-- START Passage shown --

= List of Wait Wait... Don't Tell Me! episodes (2014) =

The following is a list of episodes of Wait Wait... Don't Tell Me!, NPR's news panel game, during 2014. Job titles of guests reflect the individuals' position at the time of their appearance. All shows, unless otherwise indicated, are taped at Chicago's Chase Auditorium, with Peter Sagal serving as host and Carl Kasell (thru May 17) and Bill Kurtis serving as announcer/scorekeeper.

-- END Passage shown --
-- START Provided material --

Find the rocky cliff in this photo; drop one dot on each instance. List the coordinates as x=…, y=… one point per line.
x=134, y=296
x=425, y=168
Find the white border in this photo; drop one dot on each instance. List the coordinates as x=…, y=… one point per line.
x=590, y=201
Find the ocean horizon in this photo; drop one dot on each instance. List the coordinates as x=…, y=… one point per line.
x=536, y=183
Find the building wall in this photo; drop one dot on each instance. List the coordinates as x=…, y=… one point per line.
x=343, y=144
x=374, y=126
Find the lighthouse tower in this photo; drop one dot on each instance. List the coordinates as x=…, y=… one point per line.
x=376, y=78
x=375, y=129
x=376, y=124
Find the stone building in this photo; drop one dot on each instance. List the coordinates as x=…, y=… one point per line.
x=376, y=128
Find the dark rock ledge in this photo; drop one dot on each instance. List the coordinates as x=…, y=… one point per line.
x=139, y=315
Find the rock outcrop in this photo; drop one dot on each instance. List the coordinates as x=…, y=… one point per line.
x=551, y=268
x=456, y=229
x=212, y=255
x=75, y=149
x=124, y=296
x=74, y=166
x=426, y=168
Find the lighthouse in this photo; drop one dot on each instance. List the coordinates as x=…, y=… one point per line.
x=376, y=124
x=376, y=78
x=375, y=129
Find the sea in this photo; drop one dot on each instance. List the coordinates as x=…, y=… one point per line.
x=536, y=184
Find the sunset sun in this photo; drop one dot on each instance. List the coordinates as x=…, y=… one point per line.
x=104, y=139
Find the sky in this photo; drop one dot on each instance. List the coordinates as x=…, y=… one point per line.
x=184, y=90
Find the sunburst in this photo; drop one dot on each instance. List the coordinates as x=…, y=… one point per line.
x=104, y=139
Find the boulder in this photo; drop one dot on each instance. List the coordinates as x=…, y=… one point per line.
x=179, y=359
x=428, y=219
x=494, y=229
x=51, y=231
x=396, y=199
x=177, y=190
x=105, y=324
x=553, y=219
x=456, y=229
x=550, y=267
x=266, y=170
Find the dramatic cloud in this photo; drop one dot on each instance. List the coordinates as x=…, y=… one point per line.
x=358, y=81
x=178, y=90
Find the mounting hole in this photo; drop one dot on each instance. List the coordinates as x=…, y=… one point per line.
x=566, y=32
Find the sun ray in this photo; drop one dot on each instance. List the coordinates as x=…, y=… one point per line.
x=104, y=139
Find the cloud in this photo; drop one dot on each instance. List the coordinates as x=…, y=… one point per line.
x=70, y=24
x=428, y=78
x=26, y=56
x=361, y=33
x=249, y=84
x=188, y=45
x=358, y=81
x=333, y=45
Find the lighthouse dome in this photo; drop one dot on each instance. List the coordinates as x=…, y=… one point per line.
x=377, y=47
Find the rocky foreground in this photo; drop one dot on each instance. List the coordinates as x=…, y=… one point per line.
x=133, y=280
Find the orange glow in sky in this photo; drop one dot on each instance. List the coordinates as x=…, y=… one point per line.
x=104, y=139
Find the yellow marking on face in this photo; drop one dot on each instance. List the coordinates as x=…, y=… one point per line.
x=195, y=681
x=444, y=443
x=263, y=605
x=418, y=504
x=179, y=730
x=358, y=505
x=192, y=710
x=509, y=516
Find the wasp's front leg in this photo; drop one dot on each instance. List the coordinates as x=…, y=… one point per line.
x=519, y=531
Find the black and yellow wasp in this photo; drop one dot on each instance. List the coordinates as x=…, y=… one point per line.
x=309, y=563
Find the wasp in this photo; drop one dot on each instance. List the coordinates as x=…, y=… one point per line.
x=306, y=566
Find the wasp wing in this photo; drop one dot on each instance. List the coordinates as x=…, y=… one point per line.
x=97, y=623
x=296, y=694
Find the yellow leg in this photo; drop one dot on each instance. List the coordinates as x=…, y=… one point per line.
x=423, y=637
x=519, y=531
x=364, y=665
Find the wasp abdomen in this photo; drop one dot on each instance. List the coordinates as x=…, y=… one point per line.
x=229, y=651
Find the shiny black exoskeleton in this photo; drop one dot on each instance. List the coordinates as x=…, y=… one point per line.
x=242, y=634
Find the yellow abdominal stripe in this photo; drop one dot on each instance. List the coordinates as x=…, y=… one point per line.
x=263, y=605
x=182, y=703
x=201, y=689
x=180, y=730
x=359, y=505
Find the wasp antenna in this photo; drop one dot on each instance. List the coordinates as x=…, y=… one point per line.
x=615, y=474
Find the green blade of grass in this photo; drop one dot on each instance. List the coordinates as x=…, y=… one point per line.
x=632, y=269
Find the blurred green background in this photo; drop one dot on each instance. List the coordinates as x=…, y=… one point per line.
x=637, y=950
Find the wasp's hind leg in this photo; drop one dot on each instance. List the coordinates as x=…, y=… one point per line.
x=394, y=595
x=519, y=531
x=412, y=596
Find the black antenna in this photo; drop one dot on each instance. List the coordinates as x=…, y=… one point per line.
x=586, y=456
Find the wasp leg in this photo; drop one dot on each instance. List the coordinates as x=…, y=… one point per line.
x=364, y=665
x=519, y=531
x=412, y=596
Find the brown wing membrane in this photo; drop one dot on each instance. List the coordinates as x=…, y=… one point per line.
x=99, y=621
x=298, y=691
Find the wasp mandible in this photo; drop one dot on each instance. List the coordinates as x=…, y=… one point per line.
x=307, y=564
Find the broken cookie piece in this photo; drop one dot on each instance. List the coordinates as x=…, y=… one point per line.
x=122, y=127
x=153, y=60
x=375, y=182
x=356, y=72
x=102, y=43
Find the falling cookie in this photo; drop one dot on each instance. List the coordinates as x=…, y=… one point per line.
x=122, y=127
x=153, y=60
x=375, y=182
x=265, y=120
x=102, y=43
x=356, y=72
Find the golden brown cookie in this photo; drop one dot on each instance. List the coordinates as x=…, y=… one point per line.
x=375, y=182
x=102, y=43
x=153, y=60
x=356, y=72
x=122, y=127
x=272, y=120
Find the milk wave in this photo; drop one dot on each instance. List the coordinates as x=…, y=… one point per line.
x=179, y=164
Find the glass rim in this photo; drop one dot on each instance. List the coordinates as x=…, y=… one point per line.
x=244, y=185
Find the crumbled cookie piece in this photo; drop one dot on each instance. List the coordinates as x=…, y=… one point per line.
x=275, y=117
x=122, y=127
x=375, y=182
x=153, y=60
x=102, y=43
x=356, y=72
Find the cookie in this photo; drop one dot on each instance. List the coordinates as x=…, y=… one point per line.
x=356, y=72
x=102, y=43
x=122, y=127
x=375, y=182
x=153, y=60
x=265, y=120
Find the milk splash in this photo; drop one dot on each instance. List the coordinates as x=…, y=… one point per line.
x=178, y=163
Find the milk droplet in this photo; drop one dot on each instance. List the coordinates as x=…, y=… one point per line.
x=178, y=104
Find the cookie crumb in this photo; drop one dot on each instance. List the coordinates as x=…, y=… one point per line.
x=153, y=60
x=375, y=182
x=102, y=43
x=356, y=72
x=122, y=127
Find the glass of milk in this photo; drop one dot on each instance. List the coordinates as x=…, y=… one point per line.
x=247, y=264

-- END Provided material --

• Written request 1
How would you put this sentence from the passage on the 2014 Wait Wait... Don't Tell Me! episodes into Spanish: "Job titles of guests reflect the individuals' position at the time of their appearance."
• Written request 2
Which rows above contain the string "piece"? Pull out each of them in full.

• Finished answer 1
Los cargos de los invitados reflejan la posición de cada persona en el momento de su aparición.

• Finished answer 2
Find the broken cookie piece in this photo; drop one dot on each instance. List the coordinates as x=…, y=… one point per line.
Find the crumbled cookie piece in this photo; drop one dot on each instance. List the coordinates as x=…, y=… one point per line.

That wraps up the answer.